AIM OF THE EXERCISE — Copy out the data in full, keeping each line exactly as it reads.

Saved entries —
┌──

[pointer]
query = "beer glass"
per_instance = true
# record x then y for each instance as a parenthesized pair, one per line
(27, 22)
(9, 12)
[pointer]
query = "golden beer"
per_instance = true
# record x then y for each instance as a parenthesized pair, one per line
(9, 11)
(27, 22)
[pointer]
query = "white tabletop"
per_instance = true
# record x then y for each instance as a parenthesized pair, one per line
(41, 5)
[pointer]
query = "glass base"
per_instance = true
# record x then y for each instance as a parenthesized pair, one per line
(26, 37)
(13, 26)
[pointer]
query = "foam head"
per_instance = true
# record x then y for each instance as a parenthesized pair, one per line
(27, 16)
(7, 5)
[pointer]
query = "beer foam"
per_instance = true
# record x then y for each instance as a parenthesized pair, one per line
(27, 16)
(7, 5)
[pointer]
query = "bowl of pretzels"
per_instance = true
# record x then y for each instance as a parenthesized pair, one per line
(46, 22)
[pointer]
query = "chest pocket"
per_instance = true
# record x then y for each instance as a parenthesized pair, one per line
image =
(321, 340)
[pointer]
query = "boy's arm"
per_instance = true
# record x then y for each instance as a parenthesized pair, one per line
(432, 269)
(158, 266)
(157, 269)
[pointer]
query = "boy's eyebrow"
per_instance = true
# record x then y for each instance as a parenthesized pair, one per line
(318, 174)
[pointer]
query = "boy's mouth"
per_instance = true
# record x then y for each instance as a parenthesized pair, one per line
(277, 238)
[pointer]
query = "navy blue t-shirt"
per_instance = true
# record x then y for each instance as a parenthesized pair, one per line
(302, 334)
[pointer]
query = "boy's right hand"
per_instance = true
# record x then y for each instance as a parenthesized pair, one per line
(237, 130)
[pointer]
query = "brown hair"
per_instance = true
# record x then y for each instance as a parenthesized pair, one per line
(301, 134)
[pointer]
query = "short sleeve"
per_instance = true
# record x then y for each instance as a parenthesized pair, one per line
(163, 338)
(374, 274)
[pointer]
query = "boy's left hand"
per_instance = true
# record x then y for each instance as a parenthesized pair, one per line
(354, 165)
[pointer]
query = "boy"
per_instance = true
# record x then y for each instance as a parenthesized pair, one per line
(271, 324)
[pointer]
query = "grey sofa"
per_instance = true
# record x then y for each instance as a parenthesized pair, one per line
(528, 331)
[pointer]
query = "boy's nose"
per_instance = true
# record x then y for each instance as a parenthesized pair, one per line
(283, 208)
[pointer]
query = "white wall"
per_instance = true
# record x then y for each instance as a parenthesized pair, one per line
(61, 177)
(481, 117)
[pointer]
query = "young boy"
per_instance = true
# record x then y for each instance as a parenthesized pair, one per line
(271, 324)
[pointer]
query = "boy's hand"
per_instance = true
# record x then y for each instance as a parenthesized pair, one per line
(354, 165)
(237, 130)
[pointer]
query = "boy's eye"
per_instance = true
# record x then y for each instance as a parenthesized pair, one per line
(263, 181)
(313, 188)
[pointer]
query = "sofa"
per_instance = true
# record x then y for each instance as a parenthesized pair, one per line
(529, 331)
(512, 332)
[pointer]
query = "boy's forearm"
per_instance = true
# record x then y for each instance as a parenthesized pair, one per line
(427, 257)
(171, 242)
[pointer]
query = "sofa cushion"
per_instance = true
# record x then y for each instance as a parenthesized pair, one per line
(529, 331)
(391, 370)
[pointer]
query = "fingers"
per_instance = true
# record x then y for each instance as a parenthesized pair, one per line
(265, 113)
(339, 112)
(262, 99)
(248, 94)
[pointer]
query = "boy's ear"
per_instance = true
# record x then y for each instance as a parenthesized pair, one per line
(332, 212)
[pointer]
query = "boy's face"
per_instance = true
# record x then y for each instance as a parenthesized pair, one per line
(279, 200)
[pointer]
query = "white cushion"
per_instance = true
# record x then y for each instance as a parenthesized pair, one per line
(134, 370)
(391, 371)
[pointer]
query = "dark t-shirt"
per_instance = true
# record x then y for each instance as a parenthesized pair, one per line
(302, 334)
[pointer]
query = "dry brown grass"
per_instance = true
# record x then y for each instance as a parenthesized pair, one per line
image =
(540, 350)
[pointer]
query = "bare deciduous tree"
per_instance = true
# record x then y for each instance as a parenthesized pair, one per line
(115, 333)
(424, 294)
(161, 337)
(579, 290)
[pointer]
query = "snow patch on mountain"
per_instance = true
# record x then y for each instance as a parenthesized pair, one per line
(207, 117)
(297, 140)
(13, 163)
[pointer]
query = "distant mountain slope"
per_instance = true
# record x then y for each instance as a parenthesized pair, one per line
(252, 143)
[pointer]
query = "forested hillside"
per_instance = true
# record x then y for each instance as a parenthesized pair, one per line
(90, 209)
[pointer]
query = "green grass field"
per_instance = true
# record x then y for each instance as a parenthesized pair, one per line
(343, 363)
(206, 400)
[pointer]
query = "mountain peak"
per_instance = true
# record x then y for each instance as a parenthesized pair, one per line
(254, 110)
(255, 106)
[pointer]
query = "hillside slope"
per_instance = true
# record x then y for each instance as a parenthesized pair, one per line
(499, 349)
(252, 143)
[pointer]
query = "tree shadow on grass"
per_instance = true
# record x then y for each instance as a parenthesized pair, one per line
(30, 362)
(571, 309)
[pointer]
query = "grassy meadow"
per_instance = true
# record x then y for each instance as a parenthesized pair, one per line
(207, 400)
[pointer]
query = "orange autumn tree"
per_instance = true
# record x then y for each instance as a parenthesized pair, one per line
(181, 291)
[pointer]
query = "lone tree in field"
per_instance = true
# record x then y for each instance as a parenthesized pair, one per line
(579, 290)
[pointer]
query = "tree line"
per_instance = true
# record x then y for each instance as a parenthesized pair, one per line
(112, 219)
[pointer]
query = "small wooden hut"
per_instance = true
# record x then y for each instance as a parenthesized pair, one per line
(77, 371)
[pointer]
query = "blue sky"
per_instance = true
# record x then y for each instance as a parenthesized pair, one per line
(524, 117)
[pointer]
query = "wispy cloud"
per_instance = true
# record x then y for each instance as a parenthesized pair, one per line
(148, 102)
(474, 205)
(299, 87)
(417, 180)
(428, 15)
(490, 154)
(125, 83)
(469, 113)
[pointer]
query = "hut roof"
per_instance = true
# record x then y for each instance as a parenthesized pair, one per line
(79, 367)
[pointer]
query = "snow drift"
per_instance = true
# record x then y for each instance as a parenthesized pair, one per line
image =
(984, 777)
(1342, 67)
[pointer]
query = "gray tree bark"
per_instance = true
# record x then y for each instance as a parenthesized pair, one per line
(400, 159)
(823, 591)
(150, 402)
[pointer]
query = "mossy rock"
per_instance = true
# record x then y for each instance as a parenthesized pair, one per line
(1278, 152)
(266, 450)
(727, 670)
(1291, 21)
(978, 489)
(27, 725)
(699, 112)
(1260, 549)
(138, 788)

└──

EXPECTED OUTPUT —
[pointer]
query = "beer glass"
per_instance = true
# record x then y for each instance as a parenthesized pair, one per line
(27, 22)
(9, 12)
[pointer]
query = "golden beer"
per_instance = true
# record x then y for each instance as a parenthesized pair, one per line
(9, 11)
(27, 22)
[pointer]
query = "white tabletop"
per_instance = true
# record x then y for each instance as a parenthesized pair, one per line
(41, 5)
[pointer]
query = "glass base"
per_instance = true
# record x then y for each instance as a parenthesized pair, one per line
(26, 37)
(13, 26)
[pointer]
query = "foam head"
per_instance = true
# record x then y for each instance as a parenthesized pair, one per line
(27, 16)
(7, 5)
[pointer]
query = "beer foam"
per_instance = true
# record x then y for each instance as a parenthesized pair, one per line
(27, 16)
(7, 5)
[pointer]
query = "bowl of pretzels"
per_instance = true
# record x then y for each instance as a parenthesized pair, one per line
(46, 22)
[pointer]
query = "chest pocket"
per_instance = true
# record x then y for each instance as a parenthesized pair, one per line
image =
(321, 340)
[pointer]
query = "boy's arm"
per_instance = true
# record x then y for each instance as a parenthesized pair, one per line
(432, 269)
(158, 266)
(157, 269)
[pointer]
query = "boy's eyebrow"
per_instance = true
# record x then y for each instance as a parenthesized pair, one per line
(318, 174)
[pointer]
query = "boy's mouth"
per_instance = true
# record x then y for each instance as a parenthesized pair, one per line
(277, 238)
[pointer]
query = "navy blue t-shirt"
per_instance = true
# record x then y for each instance as a parenthesized pair, one per line
(302, 334)
[pointer]
query = "boy's right hand"
per_instance = true
# record x then y for each instance as a parenthesized pair, one per line
(237, 130)
[pointer]
query = "brown hair"
per_instance = true
# record x then y for each instance as a parenthesized pair, one per line
(301, 134)
[pointer]
query = "short sleeve"
per_instance = true
# record x then y for each instance as a parenthesized pair, one per line
(163, 338)
(374, 274)
[pointer]
query = "boy's left hand"
per_instance = true
# record x then y for each instance as a parenthesized pair, one per line
(354, 165)
[pointer]
query = "boy"
per_instance = true
# record x then y for each instance as a parenthesized pair, one per line
(271, 324)
[pointer]
query = "grey sofa"
per_instance = true
# record x then y for each instance as a parenthesized pair, one per line
(528, 331)
[pointer]
query = "boy's nose"
per_instance = true
# record x then y for each instance as a parenthesized pair, one per line
(283, 208)
[pointer]
query = "white wall"
per_instance = true
# record x then y for each instance as a parenthesized pair, one per line
(61, 177)
(481, 117)
[pointer]
query = "young boy"
per_instance = true
# record x then y for each instance as a parenthesized pair, one per line
(271, 324)
[pointer]
query = "boy's hand"
per_instance = true
# record x then y for each instance as a parenthesized pair, one per line
(354, 165)
(237, 130)
[pointer]
query = "boy's eye"
per_instance = true
# record x then y for each instance as a parenthesized pair, one per line
(263, 181)
(313, 188)
[pointer]
query = "sofa"
per_instance = true
# record x then y for each instance as a parenthesized pair, one per line
(529, 331)
(512, 332)
[pointer]
query = "boy's forearm"
per_instance = true
# record x then y for each instance as a parenthesized pair, one per line
(427, 257)
(171, 242)
[pointer]
query = "sofa cushion"
per_instance = true
# record x then y for each instance as a parenthesized pair, one per line
(529, 331)
(391, 370)
[pointer]
query = "fingers"
per_instance = true
# record x then y for each instance as a parenthesized pair, one per line
(265, 113)
(339, 112)
(262, 99)
(248, 94)
[pointer]
query = "boy's ear"
per_instance = true
# record x then y for each instance as a parenthesized pair, one per line
(332, 212)
[pointer]
query = "boy's face"
per_instance = true
# record x then y for each instance as a parenthesized pair, one per line
(279, 200)
[pointer]
query = "white cushion"
per_instance = true
# record x then y for each instance as a parenthesized pair, one per line
(134, 370)
(391, 371)
[pointer]
query = "dark t-shirt"
per_instance = true
# record x then y for each instance as a parenthesized pair, one per line
(302, 334)
[pointer]
query = "dry brown grass"
per_instance = true
# record x then y for each instance as a parenthesized pair, one per line
image =
(540, 350)
[pointer]
query = "bare deciduous tree"
per_instance = true
# record x then y for each instance as a parenthesized pair, one per line
(115, 333)
(424, 294)
(161, 337)
(579, 290)
[pointer]
query = "snow patch on mountain"
per_instance = true
# record x then y for each instance as a parenthesized pair, one per line
(207, 117)
(297, 140)
(13, 163)
[pointer]
query = "distant mountain slope"
per_instance = true
# record x then y for each instance as a parenthesized pair, one per line
(252, 143)
[pointer]
query = "forested hillside"
per_instance = true
# record x then y for each instance as a parenthesized pair, one per line
(90, 209)
[pointer]
query = "green grass field"
per_instance = true
# record x then y for each instance as a parenthesized pair, one per line
(343, 363)
(206, 400)
[pointer]
query = "mountain peak"
per_instance = true
# record x then y for each instance as a parenthesized pair, one per line
(254, 110)
(255, 106)
[pointer]
query = "hillside slope"
per_instance = true
# record x then y for each instance as a parenthesized pair, one per line
(499, 349)
(252, 143)
[pointer]
query = "tree shadow on grass"
per_instance = true
# record x then y for each instance as a parenthesized pair, one per line
(30, 362)
(571, 309)
[pointer]
query = "grassy meadow"
per_instance = true
# record x then y for each instance as a parenthesized pair, one per line
(207, 400)
[pointer]
query = "orange autumn tree"
per_instance = true
# record x then y for each instance as a parenthesized pair, one per line
(181, 291)
[pointer]
query = "lone tree in field"
per_instance = true
# record x then y for each instance as a parenthesized pair, one per line
(579, 290)
[pointer]
query = "tree line"
per_instance = true
# record x then y for each instance as a parenthesized pair, one per line
(112, 219)
[pointer]
query = "small wooden hut"
per_instance = true
# record x then y for each instance as a parenthesized pair, one per line
(77, 371)
[pointer]
query = "blue sky"
per_instance = true
# record x then y for each instance as a parenthesized pair, one per line
(524, 117)
[pointer]
query = "wispy cloud"
per_instance = true
# record x then y for each instance as a parenthesized pair, one per line
(148, 102)
(474, 205)
(299, 87)
(417, 180)
(428, 15)
(490, 154)
(125, 83)
(469, 113)
[pointer]
query = "hut roof"
per_instance = true
# record x then y for each instance as a parenthesized pair, one per line
(79, 367)
[pointer]
query = "snow drift"
per_instance = true
# record x then y for each instance as a parenthesized pair, one per line
image =
(984, 777)
(1342, 67)
[pointer]
query = "gray tree bark"
per_instance = true
# record x then y for each instance as a parenthesized pair, one per line
(400, 159)
(823, 591)
(150, 402)
[pointer]
query = "mossy rock"
per_instance = true
# record x then y for each instance as a parenthesized pair, one per line
(1278, 152)
(266, 450)
(727, 670)
(1291, 21)
(978, 489)
(27, 725)
(699, 112)
(1260, 549)
(138, 788)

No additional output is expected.